* **Exercise brief**
Could you copy the listing below word for word, line by line, leaving out any pictures?

----------

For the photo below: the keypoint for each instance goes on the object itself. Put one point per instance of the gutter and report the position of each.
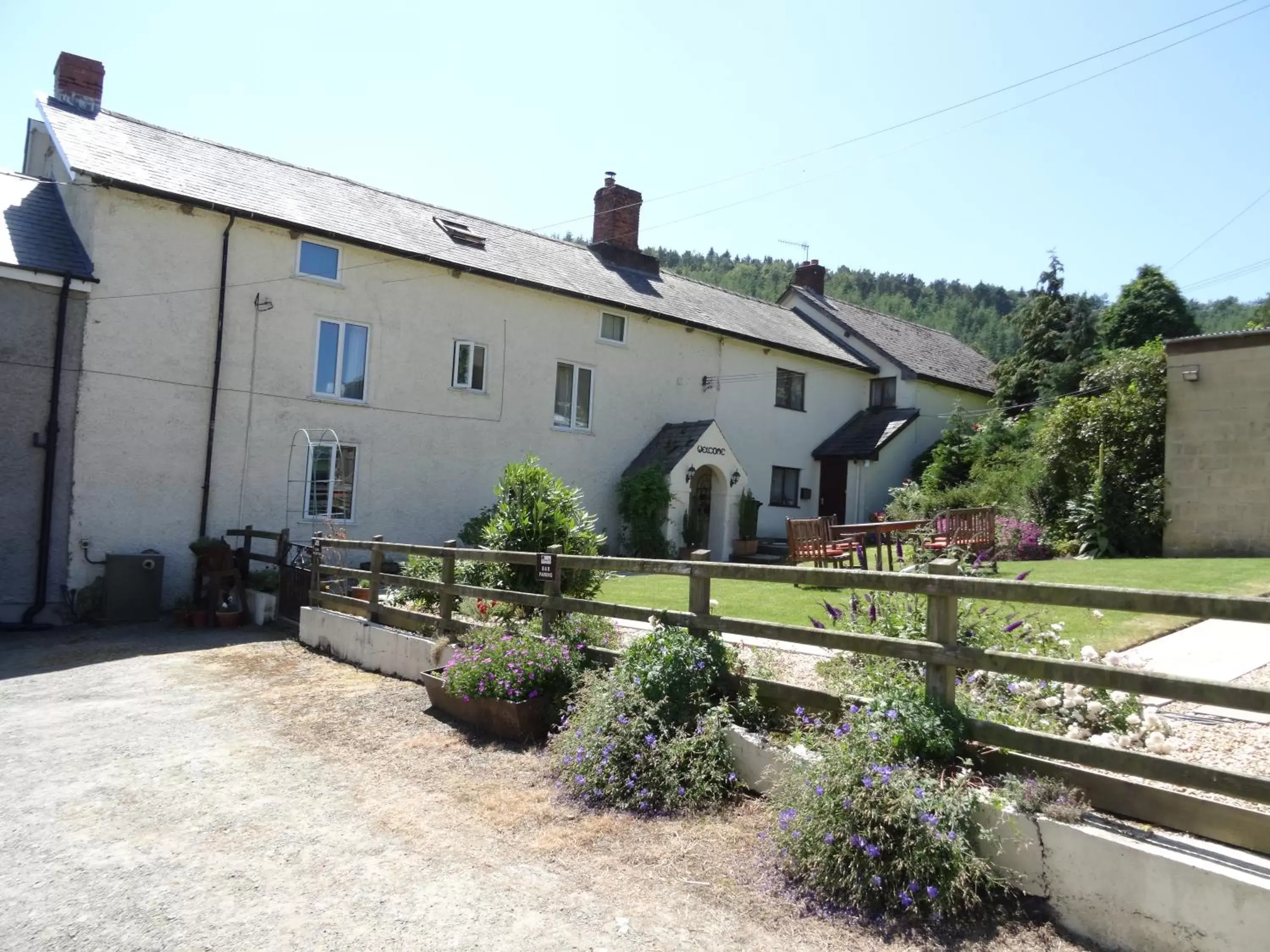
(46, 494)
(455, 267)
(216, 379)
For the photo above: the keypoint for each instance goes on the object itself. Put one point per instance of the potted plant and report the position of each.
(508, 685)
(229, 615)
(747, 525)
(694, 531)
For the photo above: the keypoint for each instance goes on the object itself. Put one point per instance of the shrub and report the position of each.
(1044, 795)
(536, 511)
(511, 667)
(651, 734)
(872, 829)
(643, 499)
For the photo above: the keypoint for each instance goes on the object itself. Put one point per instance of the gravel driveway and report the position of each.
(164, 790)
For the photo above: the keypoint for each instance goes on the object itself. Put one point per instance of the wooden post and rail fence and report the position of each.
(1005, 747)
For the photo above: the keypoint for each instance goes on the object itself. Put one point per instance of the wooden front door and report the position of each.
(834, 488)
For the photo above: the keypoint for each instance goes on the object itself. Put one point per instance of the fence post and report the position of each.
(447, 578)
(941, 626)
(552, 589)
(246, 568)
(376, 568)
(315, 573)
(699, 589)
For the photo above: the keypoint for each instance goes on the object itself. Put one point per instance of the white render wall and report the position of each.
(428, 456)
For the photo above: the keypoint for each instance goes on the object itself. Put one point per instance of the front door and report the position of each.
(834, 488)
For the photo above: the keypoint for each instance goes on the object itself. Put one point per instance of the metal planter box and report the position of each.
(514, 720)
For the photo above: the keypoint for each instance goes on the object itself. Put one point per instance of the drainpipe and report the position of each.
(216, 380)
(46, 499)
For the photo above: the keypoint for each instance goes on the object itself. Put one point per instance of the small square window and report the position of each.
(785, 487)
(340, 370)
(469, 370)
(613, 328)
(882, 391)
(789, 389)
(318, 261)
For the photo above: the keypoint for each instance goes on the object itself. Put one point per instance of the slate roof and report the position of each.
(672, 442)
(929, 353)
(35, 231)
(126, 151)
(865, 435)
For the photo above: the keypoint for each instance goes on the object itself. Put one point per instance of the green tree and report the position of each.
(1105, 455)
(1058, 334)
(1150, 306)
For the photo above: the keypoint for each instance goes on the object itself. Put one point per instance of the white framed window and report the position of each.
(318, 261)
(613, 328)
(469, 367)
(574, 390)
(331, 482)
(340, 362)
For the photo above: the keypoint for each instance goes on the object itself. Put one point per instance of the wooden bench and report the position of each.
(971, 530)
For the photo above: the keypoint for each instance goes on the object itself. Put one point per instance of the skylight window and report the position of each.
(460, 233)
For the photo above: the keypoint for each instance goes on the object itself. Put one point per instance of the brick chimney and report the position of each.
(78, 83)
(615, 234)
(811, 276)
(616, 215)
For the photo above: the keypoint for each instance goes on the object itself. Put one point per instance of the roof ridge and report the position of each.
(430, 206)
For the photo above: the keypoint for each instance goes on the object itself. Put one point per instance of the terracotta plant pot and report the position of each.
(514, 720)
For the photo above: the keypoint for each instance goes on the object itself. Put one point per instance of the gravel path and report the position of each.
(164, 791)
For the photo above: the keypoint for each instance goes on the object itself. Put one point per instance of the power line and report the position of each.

----------

* **Result for this exercise**
For the photo below: the keypoint for each instance goes on the object itself. Put one point per instance of the gutter and report the position of each.
(46, 494)
(455, 267)
(216, 379)
For the photo above: the keypoint for each instance goes on the object itself. Put one point per instance of the potted plant and report the position of each.
(508, 685)
(229, 615)
(747, 525)
(694, 531)
For the photo above: the keypoint for each instance goes on the object itself. Put one point per instance of the shrub and report the position of each.
(1044, 795)
(536, 511)
(511, 667)
(651, 734)
(872, 829)
(643, 499)
For the photo above: the keypoint for each instance goes on the object itself. Put one point per instance of the gravel driveway and report the position of each.
(164, 790)
For the photo above: the keypoint for each instance goes on the object itself. Put one point per instance of the wooden post and rail fence and report the position of each.
(1005, 747)
For the photo above: the keypoint for each instance goes on the object itself. Put one point per instance of the wooden front door and report the position of each.
(834, 488)
For the photo above: the keypoint for each instance goes on the object itself. Put one point per instance of the fence post and report the position of each.
(447, 578)
(941, 626)
(552, 589)
(246, 568)
(376, 568)
(315, 573)
(699, 589)
For the photo above: the keypoint for each instance goes on the object itself. Put one point per instance of the white render wall and report the position of each.
(428, 456)
For the photo above: the keypoint for each instance goes on the object itself. Put one point per instance of the front door and report the position of each.
(834, 488)
For the photo above: the keypoint for each instance goes on the object itself. Put one point per instance of the metal planter box and report the position of each.
(514, 720)
For the photo above: the keypoint for each instance goes on the object itself. Put one point per instance of the drainpipe and report the position of each.
(216, 380)
(46, 499)
For the photo above: the keypoint for each instance goes on the object itself. Put one point per instance of the small square window and report the position of each.
(785, 487)
(340, 370)
(469, 370)
(613, 328)
(882, 391)
(789, 389)
(318, 261)
For the photo above: the keypoint for each instance goes on the object itself. Put one point per instance of the slate roof and report the position of each.
(672, 442)
(929, 353)
(35, 231)
(126, 151)
(865, 435)
For the photo above: the keypoint for each instance goes on the object itself. Put one point per instance of the green tree and report the position of each.
(1105, 455)
(1058, 334)
(1150, 306)
For the photo above: the keypoint for each instance goes on the object itself. Put one point per instance of the white framed window and report the position of each.
(318, 261)
(613, 328)
(469, 367)
(574, 390)
(331, 482)
(340, 362)
For the photo above: the keypoint for each instance goes on the object itself. Put one point per instance of the wooden bench and report the position of each.
(971, 530)
For the photo above: the keypoint for each instance goes on the object itself. Put one point per instance of the skylight window and report the position of each.
(460, 233)
For the photo above: the keypoint for each instance goes on the object itself. Put one point per instance of the brick chimney and report the position of each.
(78, 83)
(615, 234)
(811, 276)
(616, 215)
For the photo above: the keypoint for each instance goes on the object itself. Put one point per instance of the roof ridge and report the position of each.
(430, 206)
For the photo above: the keypoint for each instance goes on the object itself. Put one point per instance of the terracotta plant pot and report the position of each.
(514, 720)
For the photo above: the keypoint for each instance goes on the object itself. Put one point per instance of the gravel path and report the position of each.
(164, 791)
For the photo above: the keypoint for each instance goes on the object itself. Put one point per instance of the power line and report the position of each.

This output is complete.